=== SOURCE ===
****************************************

And this new architecture has a lot of different components within it. There's new Native modules, there's new renders, and there's also the new event loop. So just as a reminder, the new Native modules basically uses that JSI to synchronously communicate between the different layers. It gives you type safety between your JavaScript code and your Native code, which is a big deal because a lot of crashes would happen because there wasn't that type safety. A lot of it is written in C++, which means you maximize your code sharing across all of these different platforms, and it's lazy loading these modules.

Then you have the new renderer, and this starts to tie into the event loop. This new renderer called Fabric was written in C++, and it's shared across all of these platforms. And the key thing here is that it allows for you to prioritize rendering on different threats, and it actually opens up the door for a lot of the modern sort of React 18 features that have been available on the web for a long time to actually work within React Native. So it opens up the door to full-suspense support, transitions, automatic batching, and all of that good stuff.

So the new event loop changes the steps that React Native as a whole takes when it's trying to render things on the JavaScript thread, and that work starts to get synchronized when rendering with the host platform. The new event loop is heavily inspired by the HTML specifications, so it's basically really just taking a lot of inspiration from the actual JavaScript event loop. So it's really important to understand how the JavaScript event loop works first, because if we understand how the JavaScript event loop works, we're pretty much 50% there with the React Native event loop.

****************************************

=== LISTED ENTRIES ===
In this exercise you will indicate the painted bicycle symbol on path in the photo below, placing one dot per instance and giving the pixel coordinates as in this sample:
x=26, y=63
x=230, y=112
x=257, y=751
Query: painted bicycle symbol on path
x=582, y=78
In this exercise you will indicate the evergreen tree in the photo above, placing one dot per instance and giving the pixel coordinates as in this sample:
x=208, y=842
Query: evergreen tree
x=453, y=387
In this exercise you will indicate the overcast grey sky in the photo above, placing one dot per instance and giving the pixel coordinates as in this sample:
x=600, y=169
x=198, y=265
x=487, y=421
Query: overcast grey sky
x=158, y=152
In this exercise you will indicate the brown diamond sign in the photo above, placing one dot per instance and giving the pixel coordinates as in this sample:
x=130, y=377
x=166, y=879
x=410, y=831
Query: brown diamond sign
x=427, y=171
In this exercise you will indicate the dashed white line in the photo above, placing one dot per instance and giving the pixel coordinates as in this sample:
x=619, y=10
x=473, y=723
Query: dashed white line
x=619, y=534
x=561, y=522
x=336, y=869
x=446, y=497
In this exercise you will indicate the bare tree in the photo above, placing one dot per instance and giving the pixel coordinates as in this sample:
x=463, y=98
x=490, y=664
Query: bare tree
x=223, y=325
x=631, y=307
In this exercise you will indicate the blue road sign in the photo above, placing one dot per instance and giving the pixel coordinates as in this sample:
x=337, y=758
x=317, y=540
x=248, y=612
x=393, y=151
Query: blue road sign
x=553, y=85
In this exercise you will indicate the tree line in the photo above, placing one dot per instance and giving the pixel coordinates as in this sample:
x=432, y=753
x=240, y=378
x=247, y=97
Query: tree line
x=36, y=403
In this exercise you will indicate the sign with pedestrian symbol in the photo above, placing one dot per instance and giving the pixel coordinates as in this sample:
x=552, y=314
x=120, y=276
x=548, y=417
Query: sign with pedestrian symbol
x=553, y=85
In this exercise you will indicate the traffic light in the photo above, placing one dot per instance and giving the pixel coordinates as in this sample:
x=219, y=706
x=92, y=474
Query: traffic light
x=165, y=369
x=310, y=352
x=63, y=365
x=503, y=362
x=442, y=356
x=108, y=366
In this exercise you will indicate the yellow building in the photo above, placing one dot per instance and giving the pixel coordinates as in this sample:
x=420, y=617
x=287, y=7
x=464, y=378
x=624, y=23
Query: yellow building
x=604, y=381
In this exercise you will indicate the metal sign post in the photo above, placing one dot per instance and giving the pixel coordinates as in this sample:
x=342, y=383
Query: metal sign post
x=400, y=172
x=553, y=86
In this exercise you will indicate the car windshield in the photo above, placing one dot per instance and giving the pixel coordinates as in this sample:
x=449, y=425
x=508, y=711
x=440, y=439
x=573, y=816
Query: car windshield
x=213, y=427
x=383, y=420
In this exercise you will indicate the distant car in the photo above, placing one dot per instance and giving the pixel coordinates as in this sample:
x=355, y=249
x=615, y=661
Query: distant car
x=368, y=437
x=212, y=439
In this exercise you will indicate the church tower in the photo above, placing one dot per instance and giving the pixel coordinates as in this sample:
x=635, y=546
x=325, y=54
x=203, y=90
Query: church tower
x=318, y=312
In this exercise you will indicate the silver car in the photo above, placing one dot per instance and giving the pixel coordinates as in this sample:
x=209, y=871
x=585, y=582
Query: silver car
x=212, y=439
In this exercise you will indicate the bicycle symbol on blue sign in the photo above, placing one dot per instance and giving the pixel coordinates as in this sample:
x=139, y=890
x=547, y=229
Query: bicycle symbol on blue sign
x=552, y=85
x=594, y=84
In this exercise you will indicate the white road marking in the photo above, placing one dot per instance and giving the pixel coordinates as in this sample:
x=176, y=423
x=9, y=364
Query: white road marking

****************************************

=== STATED EXERCISE 1 ===
Shift the answer coordinates by adding 39 to each x and y value in the entries, from the line containing "In this exercise you will indicate the church" down to the line containing "x=318, y=312", and rewrite those lines in full. Leave the sample coordinates unchanged.
=== STATED EXERCISE 2 ===
Continue the passage on React Native's new architecture from the point where it stops.
The passage and the entries were taken from unrelated sources.

=== EXERCISE ANSWER 1 ===
In this exercise you will indicate the church tower in the photo above, placing one dot per instance and giving the pixel coordinates as in this sample:
x=635, y=546
x=325, y=54
x=203, y=90
Query: church tower
x=357, y=351

=== EXERCISE ANSWER 2 ===
But on the right-hand side, because there's some batching, you can see that it renders a bunch of stuff together and it batches that under the hood so that you don't have to have these intermediate states. Because on the left-hand side, that slider is looking a bit laggy, and there's definitely a sort of miss-sync between the Native layer and the React JavaScript layer. So you can also use things like transitions to lower the priority of rendering that you don't necessarily need to instantaneously give feedback. And that way you don't block the Native thread.

So you can see on the right-hand side, what's happening is it's kind of waiting for you to move the slider all the way through and then it renders the largest batch of things, whereas on the left-hand side it's kind of going as you scroll. And so these are the three sort of steps within this new renderer that you need to keep in mind, and this is the event loop ties into this. There's a render stage, then there's a commit stage, and there's a mount stage. Now the render stage is really happening both on the JavaScript layer, it's just generating that React tree that you have, which is the JSON object that defines the structure of your React application or your components that you've got. On the commit layer, you're doing things like layouting and doing tree diffing, and then on the mounts, you're doing the Native layer mounting onto the native host platforms.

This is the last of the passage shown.